(Text section):
A spring spruce!
Yesterday, we took advantage of the sunny afternoon and swept, mopped and scrubbed our outside area until it sparkled!
Why not encourage your child to clean at home? It helps to develop their upper body strength, which is essential for writing.
Meeting dragons!
This morning we met a variety of reptiles.
Did you know that a crested gecko could lick its own eyeballs?
Change4Life healthier snacking
Have you see the recent Change4Life campaign encouraging children to have no more than two packaged snacks per day to reduce their sugar intake? Remember fruit and veg are always the best snack and count towards your child’s 5 A Day.
The campaign is launched as Public Health England reveals half the sugar children consume comes from unhealthy snacks and sugary drinks. Children in England are eating nearly three times the recommended amount of sugar. Too much sugar can lead to harmful fat building up inside and serious health problems, and also painful tooth decay.
Recently children brought home the Family Snack Challenge. Can your family complete the 7-day healthier snack challenge? Change4Life provides lots of hints and tips for healthier snacking.

(Data records):
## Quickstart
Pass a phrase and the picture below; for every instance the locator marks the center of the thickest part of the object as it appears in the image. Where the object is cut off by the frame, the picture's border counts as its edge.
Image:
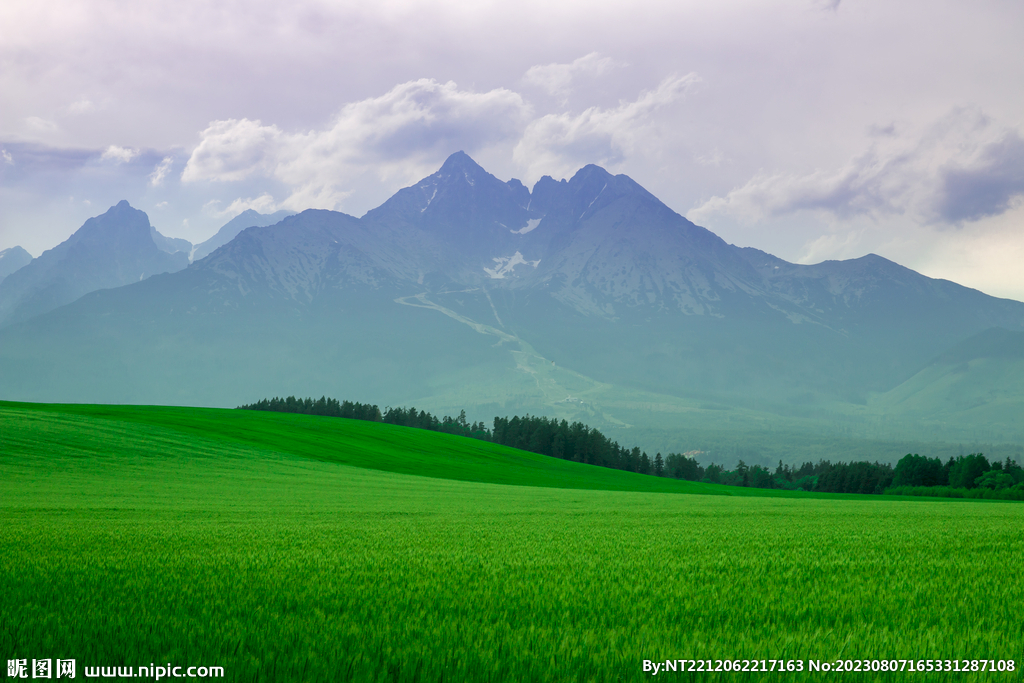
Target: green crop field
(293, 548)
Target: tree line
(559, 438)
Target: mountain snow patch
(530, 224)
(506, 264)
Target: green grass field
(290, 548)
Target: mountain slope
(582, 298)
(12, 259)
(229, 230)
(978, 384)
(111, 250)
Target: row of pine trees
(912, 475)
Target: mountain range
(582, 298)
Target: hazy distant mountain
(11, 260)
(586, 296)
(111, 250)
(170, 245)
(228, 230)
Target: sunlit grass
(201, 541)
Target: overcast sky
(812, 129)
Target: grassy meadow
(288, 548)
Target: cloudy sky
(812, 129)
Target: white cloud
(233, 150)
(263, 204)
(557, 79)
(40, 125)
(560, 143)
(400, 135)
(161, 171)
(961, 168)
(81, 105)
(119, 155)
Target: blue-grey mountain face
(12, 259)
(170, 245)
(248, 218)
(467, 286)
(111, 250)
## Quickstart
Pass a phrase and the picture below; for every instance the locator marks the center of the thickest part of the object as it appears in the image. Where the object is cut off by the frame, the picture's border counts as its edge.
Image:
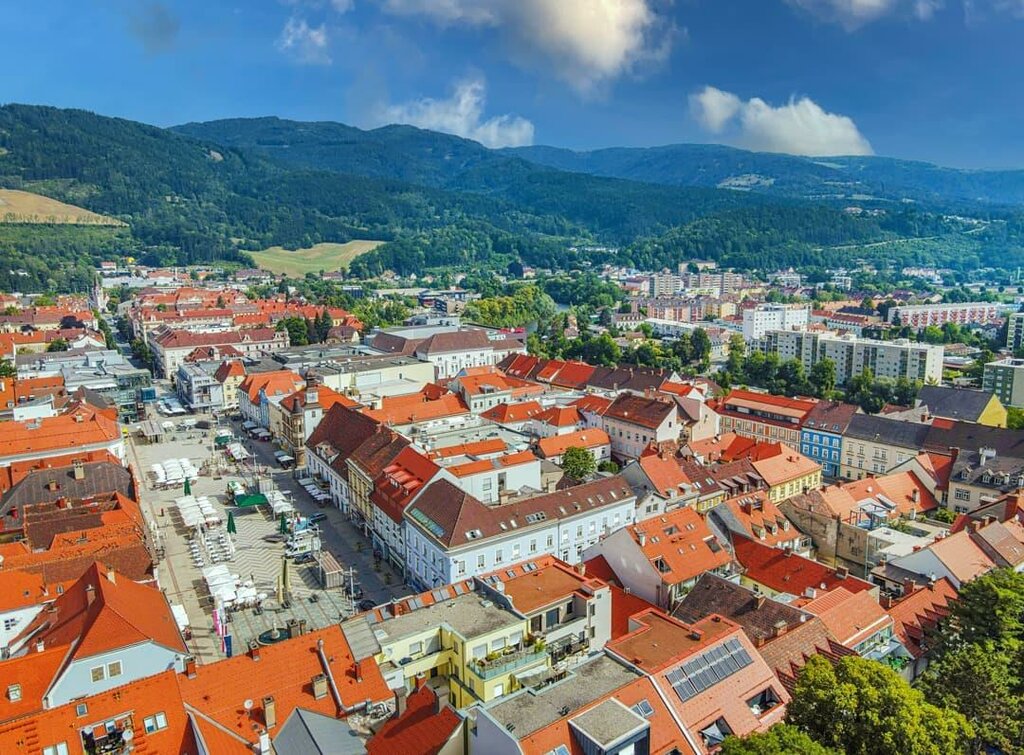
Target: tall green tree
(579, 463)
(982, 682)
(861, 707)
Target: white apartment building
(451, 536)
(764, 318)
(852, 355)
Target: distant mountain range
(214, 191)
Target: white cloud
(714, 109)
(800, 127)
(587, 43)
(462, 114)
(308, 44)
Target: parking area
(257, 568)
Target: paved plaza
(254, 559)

==

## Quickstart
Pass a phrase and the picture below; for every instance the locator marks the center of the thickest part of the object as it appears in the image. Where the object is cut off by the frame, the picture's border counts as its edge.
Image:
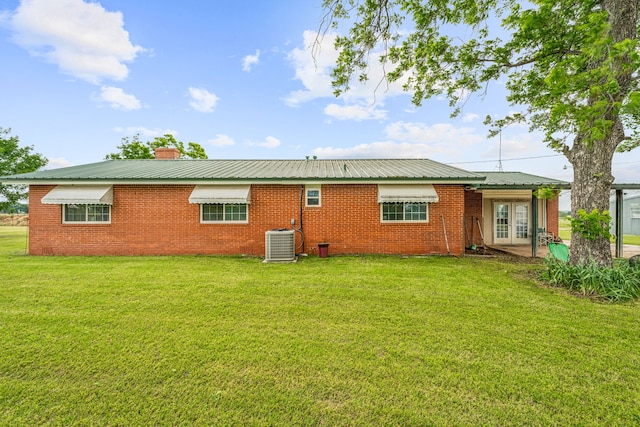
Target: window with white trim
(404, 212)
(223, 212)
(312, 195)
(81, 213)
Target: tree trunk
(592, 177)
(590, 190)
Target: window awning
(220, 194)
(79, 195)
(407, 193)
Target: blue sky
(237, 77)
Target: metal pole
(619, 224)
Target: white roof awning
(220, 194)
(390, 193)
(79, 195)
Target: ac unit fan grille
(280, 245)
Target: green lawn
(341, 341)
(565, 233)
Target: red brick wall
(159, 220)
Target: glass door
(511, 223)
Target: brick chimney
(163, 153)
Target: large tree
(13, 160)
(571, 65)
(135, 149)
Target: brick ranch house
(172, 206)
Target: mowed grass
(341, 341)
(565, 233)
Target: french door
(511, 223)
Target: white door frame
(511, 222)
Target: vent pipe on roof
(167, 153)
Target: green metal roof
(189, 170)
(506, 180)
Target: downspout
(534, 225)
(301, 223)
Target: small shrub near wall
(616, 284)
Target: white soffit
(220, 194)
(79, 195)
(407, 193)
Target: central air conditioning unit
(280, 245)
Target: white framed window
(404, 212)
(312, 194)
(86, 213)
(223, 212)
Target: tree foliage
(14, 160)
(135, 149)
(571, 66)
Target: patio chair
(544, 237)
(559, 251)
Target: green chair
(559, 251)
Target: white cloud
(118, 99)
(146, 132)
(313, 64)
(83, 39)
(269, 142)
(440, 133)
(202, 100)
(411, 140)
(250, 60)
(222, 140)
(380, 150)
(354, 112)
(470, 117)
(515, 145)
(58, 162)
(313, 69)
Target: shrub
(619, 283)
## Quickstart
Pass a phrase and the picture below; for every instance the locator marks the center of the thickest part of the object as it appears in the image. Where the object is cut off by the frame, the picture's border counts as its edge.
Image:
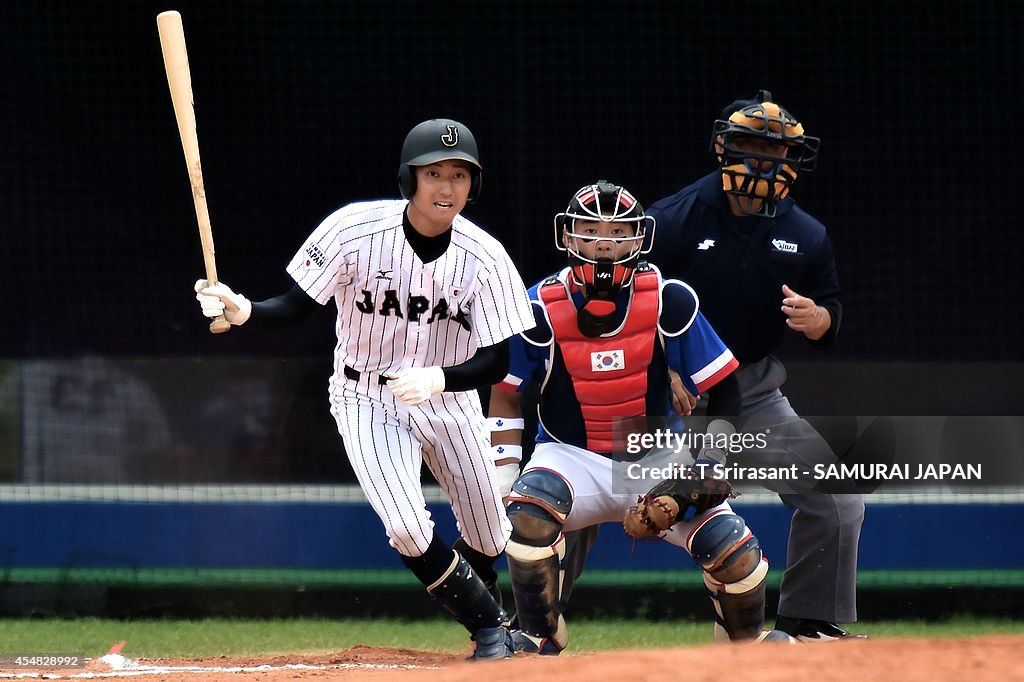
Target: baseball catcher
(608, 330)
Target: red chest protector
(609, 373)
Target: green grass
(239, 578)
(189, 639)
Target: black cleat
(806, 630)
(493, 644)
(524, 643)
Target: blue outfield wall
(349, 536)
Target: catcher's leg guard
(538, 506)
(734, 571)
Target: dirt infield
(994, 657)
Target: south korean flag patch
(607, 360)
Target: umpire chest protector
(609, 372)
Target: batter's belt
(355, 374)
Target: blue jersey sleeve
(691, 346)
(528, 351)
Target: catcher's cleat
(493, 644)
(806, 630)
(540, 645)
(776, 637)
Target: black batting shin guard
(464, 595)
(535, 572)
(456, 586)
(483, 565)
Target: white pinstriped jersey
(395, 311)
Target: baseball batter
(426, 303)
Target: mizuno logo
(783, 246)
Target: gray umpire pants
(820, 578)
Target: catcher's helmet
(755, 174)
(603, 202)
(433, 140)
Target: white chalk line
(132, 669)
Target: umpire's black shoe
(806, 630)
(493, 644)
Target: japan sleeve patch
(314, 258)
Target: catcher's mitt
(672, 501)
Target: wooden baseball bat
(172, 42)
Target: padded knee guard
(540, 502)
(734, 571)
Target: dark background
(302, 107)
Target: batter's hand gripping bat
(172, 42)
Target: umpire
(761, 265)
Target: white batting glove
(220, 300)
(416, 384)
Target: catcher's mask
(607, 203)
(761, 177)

(Exercise instructions):
a. List the headings in the class news text about cleaning, reptiles and healthier snacking.
b. Extend the class news text about cleaning, reptiles and healthier snacking by writing what comes after its final sentence.
The rows play no part in what comes next.

(Results):
a.
A spring spruce!
Meeting dragons!
Change4Life healthier snacking

b.
Finding all possibilities
Children used their problem-solving skills to sort the mixed up polar animals. They needed persistence and perseverance to find all the possibilities. By comparing similarities and differences, they realised that there was more than one way to sort.
This sort of activity is a great way to develop problem-solving skills. Encourage your child to sort and compare objects at home using different criteria such as colour, size and type.
Skipping
Funded through our PE and Sport Premium, Year 2 and Year 4 have recently taken part in a skipping workshop led by ‘Skipping School’; both classes will then be part of a Leeds wide skipping competition.
- ‘I learnt a lot! It was fun and I learnt new skills.’
- ‘I think it is a good idea to skip because we are a happy and healthy school.’
- ‘I liked the skipping because I got to learn new things.’
- ‘I loved the skipping and the new skills because skipping makes you fit.’
- ‘First, I was really bad at skipping but when Jodi came I got better. Now I like skipping.’
We are offering all children the opportunity to learn these new skills, from their peers, by introducing skipping as a physical activity at lunchtimes. This is one way we are promoting physical activity during the school day for children to get their active 30 minutes.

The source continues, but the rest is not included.